= Task prompt =
Repeat, exactly and alone, every line from the line that contains "Class, indicate each instance of the pink" to the end of the entries.

::: Records to process :::

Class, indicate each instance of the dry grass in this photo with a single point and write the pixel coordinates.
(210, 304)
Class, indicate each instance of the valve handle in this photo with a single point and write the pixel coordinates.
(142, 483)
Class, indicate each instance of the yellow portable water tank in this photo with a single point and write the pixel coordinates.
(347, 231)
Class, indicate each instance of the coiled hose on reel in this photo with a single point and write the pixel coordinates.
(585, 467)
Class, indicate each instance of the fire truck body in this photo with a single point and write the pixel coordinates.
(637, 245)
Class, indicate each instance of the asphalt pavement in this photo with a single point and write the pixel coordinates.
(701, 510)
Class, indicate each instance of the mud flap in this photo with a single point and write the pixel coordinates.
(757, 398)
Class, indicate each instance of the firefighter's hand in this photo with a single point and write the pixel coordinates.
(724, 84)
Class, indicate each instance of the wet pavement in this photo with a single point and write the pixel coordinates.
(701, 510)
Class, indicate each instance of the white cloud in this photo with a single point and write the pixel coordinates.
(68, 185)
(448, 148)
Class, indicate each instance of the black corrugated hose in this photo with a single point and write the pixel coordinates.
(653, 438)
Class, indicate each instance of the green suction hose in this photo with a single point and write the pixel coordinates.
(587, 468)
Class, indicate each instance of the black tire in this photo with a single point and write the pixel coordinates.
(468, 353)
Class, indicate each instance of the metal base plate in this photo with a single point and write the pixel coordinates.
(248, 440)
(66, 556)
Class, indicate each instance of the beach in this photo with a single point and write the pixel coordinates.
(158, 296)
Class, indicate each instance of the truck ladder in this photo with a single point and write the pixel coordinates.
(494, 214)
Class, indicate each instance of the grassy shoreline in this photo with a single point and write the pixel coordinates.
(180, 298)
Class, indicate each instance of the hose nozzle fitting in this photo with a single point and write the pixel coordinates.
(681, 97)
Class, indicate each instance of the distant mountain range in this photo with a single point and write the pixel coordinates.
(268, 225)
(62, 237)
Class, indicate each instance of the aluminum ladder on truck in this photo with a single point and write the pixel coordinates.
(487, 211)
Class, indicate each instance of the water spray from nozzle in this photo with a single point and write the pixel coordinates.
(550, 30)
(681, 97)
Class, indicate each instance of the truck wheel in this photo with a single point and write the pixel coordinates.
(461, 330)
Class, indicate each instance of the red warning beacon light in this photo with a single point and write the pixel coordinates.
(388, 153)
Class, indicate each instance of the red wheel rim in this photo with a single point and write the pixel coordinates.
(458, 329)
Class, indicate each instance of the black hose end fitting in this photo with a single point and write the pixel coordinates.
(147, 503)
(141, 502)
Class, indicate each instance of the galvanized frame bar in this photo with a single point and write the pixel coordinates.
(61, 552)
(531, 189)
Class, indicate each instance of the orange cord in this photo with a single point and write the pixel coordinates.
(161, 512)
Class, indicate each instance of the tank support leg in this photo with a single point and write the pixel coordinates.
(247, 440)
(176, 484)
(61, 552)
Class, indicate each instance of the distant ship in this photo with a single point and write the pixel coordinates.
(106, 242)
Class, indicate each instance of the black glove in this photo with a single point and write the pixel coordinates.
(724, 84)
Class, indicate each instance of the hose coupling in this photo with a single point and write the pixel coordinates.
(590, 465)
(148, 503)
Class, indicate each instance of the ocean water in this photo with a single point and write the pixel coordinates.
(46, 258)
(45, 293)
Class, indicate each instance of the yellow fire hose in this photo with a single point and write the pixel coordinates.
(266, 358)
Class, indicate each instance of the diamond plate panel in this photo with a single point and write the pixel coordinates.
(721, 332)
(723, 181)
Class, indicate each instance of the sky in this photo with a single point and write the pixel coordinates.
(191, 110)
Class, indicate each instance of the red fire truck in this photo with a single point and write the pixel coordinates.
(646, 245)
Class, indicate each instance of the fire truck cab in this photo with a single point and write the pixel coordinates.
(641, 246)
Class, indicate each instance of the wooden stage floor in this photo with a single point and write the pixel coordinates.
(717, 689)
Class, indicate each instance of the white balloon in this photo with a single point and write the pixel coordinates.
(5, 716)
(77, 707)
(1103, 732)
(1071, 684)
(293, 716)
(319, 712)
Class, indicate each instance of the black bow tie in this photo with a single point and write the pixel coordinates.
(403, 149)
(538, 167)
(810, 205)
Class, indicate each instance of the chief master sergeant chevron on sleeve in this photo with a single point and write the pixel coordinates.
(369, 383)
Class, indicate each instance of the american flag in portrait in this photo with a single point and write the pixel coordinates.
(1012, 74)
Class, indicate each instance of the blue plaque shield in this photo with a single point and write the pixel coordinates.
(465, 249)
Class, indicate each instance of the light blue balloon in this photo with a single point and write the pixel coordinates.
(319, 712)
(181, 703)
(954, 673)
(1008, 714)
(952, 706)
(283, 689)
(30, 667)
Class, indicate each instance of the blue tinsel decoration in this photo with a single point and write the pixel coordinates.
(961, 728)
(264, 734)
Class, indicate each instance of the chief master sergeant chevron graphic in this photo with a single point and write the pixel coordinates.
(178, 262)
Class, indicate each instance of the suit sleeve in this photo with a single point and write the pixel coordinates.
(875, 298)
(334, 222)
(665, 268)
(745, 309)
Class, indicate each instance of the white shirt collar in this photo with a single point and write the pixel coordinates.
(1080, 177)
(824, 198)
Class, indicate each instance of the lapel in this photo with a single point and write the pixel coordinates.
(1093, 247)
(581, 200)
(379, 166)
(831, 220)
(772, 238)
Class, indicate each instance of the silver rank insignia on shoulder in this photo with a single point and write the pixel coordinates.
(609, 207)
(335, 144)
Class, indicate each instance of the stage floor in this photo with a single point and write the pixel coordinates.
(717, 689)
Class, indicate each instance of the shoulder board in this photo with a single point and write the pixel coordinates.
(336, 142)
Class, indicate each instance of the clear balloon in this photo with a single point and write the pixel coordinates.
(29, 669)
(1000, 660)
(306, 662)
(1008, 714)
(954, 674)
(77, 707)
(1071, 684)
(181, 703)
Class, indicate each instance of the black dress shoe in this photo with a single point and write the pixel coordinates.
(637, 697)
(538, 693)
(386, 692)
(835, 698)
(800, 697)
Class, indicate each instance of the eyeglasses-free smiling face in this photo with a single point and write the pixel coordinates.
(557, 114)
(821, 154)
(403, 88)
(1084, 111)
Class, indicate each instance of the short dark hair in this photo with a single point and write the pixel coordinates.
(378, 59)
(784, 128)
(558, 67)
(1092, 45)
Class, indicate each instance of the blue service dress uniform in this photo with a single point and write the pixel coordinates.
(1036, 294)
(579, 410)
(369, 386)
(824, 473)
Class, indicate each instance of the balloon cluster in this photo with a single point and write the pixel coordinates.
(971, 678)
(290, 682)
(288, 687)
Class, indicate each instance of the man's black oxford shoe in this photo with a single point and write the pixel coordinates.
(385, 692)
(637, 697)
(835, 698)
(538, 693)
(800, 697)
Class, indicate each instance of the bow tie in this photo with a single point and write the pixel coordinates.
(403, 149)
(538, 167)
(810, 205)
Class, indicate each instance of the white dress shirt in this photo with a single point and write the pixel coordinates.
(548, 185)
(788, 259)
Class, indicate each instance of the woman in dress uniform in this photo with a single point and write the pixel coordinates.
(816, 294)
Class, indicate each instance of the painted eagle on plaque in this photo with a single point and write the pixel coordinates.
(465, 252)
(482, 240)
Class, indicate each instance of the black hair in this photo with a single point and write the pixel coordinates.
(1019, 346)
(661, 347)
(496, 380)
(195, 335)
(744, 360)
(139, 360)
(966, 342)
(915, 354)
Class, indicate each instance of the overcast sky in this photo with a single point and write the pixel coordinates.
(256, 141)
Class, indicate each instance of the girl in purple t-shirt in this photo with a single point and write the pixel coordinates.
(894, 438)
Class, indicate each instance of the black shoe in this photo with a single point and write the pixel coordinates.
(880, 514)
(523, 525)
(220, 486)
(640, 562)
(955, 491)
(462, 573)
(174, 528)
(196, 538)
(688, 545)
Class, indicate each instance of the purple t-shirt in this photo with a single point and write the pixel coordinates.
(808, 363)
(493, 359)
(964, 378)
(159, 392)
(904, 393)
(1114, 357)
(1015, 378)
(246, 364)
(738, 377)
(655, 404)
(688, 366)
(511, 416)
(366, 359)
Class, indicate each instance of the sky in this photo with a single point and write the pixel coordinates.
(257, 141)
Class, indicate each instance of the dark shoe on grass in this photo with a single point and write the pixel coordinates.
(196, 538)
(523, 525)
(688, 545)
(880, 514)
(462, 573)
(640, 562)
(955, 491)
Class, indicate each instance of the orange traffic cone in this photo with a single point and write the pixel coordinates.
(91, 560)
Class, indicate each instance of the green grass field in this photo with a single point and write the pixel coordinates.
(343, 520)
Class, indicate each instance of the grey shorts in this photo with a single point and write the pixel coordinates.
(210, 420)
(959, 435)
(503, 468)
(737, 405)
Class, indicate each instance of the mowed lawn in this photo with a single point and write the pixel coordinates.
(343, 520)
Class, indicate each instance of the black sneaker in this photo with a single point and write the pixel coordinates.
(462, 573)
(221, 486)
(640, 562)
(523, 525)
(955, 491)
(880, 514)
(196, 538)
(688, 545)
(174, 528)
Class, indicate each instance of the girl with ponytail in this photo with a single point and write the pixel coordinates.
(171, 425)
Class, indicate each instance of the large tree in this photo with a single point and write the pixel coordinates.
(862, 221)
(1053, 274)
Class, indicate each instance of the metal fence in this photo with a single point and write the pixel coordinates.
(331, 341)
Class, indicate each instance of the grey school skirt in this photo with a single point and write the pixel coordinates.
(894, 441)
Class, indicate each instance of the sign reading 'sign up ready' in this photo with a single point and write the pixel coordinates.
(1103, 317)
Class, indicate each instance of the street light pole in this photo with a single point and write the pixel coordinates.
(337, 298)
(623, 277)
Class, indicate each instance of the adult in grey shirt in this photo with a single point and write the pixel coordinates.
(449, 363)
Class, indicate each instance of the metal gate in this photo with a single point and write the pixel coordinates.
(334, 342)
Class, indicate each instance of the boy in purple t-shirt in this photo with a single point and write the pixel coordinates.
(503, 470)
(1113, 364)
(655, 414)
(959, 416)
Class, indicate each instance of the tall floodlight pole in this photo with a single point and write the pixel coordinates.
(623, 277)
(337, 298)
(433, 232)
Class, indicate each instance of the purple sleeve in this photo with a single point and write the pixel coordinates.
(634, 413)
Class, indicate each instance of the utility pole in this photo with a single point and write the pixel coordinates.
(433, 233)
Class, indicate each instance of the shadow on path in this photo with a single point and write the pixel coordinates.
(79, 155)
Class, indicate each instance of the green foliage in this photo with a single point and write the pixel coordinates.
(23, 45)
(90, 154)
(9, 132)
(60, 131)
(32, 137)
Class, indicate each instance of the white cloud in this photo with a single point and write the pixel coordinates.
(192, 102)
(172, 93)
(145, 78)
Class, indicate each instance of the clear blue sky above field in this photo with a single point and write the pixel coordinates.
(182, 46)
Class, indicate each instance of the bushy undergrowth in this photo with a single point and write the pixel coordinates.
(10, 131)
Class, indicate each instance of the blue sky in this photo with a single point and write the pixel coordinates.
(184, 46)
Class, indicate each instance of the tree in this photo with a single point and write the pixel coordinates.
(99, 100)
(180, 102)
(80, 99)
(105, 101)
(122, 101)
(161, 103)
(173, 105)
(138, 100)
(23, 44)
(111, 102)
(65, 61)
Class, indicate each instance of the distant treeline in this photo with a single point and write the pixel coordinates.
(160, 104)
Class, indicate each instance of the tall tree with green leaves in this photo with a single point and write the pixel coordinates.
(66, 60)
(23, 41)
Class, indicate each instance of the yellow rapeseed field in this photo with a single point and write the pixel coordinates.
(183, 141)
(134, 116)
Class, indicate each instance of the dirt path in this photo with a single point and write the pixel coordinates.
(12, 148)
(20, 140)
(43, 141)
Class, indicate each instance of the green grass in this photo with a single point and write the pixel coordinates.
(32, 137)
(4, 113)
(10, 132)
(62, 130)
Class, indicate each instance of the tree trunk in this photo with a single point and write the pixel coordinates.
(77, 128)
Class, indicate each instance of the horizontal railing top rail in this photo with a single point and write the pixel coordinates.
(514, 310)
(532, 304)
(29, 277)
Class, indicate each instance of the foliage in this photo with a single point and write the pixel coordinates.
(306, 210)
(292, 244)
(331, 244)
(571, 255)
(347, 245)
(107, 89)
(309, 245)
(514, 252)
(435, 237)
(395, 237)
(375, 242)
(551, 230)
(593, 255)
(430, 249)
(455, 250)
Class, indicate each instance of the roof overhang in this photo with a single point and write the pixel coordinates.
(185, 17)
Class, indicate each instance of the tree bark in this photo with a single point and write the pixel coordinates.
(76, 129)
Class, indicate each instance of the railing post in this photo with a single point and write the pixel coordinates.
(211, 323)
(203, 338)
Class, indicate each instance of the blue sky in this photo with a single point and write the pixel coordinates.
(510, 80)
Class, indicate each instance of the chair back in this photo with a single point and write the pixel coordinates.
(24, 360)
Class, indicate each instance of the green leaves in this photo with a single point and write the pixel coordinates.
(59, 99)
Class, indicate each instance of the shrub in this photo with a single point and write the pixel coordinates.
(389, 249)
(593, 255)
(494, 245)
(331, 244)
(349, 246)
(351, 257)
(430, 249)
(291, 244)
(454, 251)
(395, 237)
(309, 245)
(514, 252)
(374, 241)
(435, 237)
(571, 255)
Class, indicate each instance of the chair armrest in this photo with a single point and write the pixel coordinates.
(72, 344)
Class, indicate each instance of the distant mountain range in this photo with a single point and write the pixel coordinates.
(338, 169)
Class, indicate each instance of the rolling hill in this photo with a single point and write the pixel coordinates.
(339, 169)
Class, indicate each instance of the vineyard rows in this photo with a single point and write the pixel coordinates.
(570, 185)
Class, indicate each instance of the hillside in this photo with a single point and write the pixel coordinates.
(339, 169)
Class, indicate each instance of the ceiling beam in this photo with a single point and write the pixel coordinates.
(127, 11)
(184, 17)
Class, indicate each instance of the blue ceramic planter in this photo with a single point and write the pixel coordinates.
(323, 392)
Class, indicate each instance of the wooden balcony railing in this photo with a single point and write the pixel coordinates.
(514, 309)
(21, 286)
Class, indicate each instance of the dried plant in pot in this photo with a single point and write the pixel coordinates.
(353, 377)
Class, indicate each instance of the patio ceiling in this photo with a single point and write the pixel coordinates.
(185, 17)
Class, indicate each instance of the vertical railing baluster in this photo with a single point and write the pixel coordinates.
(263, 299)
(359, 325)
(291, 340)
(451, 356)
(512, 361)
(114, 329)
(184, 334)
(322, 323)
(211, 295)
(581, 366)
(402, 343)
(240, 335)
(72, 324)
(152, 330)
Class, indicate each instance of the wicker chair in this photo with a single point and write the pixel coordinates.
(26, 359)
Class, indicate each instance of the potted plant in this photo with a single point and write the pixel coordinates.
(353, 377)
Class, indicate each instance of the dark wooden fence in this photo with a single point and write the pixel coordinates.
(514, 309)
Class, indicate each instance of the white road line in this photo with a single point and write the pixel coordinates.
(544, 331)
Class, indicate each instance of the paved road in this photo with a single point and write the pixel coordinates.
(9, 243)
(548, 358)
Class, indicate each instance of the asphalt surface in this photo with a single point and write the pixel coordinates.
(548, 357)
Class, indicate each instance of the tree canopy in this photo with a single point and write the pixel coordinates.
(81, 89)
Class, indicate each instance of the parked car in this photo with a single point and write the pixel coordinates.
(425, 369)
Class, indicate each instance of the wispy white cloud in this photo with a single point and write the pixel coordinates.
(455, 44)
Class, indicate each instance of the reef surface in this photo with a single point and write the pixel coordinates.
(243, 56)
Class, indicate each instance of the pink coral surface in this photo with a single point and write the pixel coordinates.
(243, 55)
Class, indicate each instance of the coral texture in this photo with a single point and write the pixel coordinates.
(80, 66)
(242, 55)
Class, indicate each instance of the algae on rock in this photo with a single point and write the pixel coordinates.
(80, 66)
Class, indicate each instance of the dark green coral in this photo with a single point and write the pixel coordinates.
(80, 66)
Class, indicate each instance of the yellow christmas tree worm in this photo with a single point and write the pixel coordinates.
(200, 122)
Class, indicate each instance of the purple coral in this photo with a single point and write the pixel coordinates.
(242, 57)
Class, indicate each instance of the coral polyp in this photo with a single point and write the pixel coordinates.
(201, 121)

:::

= Complete response =
Class, indicate each instance of the pink coral surface in this photo with a single point and write the pixel coordinates.
(243, 55)
Class, indicate each instance of the coral texture in this photo with a single point and write the pixel coordinates.
(80, 66)
(242, 55)
Class, indicate each instance of the algae on rock in this photo with a single point and write the pixel coordinates.
(80, 66)
Class, indicate each instance of the dark green coral in this photo with a single point and write the pixel coordinates.
(80, 66)
Class, indicate each instance of the yellow christmas tree worm in this photo with a single point and write the pixel coordinates.
(200, 122)
Class, indicate each instance of the purple coral in this photo with a single point and write the pixel coordinates.
(242, 57)
Class, indicate each instance of the coral polyp in this photo with a single point and write the pixel coordinates.
(201, 121)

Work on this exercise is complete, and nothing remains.